=== DATA PROVIDED ===

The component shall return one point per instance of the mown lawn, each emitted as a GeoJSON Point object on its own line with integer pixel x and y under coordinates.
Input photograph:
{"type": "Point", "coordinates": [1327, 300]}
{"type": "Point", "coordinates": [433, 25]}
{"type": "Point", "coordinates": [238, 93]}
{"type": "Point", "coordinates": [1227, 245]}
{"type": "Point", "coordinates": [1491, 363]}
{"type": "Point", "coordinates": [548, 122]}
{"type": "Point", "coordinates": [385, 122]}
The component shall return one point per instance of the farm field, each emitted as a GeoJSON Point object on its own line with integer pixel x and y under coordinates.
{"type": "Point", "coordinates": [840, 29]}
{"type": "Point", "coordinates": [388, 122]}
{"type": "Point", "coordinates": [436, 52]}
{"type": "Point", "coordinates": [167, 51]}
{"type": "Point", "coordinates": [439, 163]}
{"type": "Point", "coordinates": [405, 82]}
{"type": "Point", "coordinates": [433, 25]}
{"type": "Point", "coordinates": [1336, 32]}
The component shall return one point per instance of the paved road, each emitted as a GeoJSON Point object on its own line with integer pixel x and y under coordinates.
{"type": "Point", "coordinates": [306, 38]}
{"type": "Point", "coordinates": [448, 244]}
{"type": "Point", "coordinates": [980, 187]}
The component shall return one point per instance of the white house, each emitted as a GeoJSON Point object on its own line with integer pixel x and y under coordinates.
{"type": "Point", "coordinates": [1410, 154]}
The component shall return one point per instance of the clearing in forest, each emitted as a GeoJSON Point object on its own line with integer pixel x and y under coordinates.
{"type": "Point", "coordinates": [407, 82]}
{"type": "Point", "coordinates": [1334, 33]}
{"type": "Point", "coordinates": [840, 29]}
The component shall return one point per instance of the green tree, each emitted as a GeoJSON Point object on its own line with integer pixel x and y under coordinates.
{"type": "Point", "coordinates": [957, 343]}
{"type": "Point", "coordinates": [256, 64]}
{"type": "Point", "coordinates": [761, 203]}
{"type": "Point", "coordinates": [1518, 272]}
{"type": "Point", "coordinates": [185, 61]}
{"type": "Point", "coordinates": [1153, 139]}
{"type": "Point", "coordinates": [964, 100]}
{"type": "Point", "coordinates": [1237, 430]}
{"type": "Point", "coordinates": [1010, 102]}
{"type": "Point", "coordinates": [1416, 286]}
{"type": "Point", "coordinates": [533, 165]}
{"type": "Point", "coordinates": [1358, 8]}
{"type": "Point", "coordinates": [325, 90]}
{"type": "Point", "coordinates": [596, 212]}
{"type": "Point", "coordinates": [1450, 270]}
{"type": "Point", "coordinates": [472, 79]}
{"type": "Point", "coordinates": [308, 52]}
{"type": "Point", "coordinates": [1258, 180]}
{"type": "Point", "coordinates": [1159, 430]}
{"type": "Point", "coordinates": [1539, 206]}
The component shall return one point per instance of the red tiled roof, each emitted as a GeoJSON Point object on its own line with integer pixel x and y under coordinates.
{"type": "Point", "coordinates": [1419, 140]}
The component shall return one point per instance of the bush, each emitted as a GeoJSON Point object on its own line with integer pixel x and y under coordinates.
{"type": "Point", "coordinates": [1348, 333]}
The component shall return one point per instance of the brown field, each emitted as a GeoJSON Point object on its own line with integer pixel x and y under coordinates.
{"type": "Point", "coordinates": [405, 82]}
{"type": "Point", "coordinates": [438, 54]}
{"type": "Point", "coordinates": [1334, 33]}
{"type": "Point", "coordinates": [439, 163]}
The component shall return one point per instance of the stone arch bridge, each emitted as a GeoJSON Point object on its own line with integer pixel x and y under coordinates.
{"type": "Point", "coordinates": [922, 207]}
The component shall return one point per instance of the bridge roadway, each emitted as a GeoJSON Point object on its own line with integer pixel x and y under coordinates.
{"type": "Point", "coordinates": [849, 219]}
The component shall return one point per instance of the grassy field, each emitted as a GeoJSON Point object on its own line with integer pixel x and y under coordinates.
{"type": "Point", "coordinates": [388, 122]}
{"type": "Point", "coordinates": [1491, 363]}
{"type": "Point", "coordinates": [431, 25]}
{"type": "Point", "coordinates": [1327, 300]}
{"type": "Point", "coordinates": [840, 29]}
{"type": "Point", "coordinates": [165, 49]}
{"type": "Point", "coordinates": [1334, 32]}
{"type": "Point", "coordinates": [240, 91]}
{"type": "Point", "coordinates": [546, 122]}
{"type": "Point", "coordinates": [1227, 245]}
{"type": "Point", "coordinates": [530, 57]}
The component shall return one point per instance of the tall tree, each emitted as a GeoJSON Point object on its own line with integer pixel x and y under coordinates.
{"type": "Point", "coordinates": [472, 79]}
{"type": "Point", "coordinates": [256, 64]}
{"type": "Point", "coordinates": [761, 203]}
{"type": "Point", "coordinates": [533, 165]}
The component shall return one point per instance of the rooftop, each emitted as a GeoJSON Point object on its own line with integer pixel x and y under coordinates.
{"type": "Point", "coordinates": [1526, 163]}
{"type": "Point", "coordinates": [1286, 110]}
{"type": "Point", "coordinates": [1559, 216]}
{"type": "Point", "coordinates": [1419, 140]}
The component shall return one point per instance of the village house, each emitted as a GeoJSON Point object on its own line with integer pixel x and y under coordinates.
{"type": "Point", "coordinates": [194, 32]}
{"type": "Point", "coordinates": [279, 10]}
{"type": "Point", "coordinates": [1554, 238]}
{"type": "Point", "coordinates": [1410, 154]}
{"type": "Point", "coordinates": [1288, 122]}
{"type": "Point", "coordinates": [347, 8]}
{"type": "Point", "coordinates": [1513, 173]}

===

* THE REQUEST
Rescale the part of the items that begins at the line containing "The component shall return one point per instance of the village" and runs to the end of the items, both ends included. Reproduce every one of those lines, the request line too, with each coordinate in the answers multiplied by 2.6 and rounded to a whole number, halves rounded up.

* OUTPUT BELOW
The component shall return one point per instance of the village house, each emitted as a GeoJSON Point object on its own line with integer pixel x and y under coordinates.
{"type": "Point", "coordinates": [504, 83]}
{"type": "Point", "coordinates": [725, 26]}
{"type": "Point", "coordinates": [4040, 619]}
{"type": "Point", "coordinates": [3666, 400]}
{"type": "Point", "coordinates": [3349, 317]}
{"type": "Point", "coordinates": [902, 21]}
{"type": "Point", "coordinates": [3934, 450]}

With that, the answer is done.